• **Extrait présenté**

+===+

Lya Beniamin : « Chaque loi adoptée par le gouvernement Antonescu débute par la définition de la judaïté, qui repose sur le critère du sang. Alors que la qualité de Juif se transmet par la mère, la loi raciale du régime Antonescu prenait en compte l’appartenance ethnique du père aussi. Elle arguait du fait que la structure du sang est beaucoup plus forte chez les hommes et que, par conséquent, les défauts et les qualités caractérologiques sont transmis plutôt par le père que par la mère. Rendu public le 8 août, Le statut juridique des Juifs allait être suivi, le lendemain ou le surlendemain, de la loi interdisant les mariages mixtes, sous peine de sanction sévères. Il y a eu même des situations où les mariages mixtes déjà conclus ont été défaits, par simple précaution, pour ne pas causer d’ennuis au conjoint. »

La nouvelle législation comportait aussi des mentions expresses relatives aux enfants issus des mariages mixtes. Nous avons demandé à Lya Beniamin quel était leur statut juridique.

Lya Beniamin : « Il relevait de la définition que l’on avait donnée à la qualité de Juif. En clair, si le père était Juif et même s’il s’était séparé de la mère roumaine ou chrétienne, l’enfant était toujours considéré comme Juif. Moi, j’ai publié un mémoire des mères chrétiennes de Bucarest qui protestaient contre l’exclusion de leurs enfants de l’enseignement sur des critères ethniques. La mère de Janine Ianoşi, l’épouse du philosophe Ion Ianoşi, figurait parmi les signataires de ce mémoire. Sa mère était chrétienne – orthodoxe, son père était d’extraction juive. Janine Ianoşi, qui fréquentait une école évangélique, en avait été exclue. Les enfants de ces mariages mixtes étaient considérés comme Juifs. Un autre exemple est celui du philosophe Constantin Ionescu-Gulian, né de père juif et de mère chrétienne et qui, aux yeux de la loi, passait pour Juif. »

+===+

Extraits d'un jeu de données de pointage
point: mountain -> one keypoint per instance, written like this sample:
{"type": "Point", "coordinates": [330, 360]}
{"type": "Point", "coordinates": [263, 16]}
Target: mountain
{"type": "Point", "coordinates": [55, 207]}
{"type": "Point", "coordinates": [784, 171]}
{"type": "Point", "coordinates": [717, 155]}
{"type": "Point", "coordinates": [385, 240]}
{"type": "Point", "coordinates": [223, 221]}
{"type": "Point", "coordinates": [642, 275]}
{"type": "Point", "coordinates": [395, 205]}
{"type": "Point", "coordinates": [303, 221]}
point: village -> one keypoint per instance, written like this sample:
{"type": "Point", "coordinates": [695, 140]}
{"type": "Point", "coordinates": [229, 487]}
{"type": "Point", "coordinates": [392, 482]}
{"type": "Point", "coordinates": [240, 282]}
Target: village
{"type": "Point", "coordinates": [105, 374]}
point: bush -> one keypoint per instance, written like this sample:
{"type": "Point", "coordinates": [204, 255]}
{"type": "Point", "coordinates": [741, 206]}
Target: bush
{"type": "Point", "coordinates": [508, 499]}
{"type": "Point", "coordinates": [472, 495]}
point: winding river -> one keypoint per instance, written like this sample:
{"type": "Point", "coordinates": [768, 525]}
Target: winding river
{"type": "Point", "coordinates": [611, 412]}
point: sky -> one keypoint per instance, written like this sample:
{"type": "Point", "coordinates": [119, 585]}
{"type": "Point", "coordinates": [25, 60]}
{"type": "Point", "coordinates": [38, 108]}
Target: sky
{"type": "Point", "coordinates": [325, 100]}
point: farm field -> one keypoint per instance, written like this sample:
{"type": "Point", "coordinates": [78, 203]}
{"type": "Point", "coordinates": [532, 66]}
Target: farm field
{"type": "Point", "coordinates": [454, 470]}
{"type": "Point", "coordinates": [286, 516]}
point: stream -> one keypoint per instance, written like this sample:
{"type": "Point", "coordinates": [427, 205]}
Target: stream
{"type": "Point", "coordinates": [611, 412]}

+===+

• **Exercices**
(a) Selon l'extrait, à quelle date le statut juridique des Juifs a-t-il été rendu public ?
(b) Recopiez à l'identique les lignes des entrées, de celle qui contient « point: stream -> » jusqu'à la dernière ligne des entrées, ces deux lignes comprises.
L'extrait et les entrées n'ont aucun lien entre eux.

• **Réponses par exercice**
(a) Le 8 août.

(b)
point: stream -> one keypoint per instance, written like this sample:
{"type": "Point", "coordinates": [427, 205]}
Target: stream
{"type": "Point", "coordinates": [611, 412]}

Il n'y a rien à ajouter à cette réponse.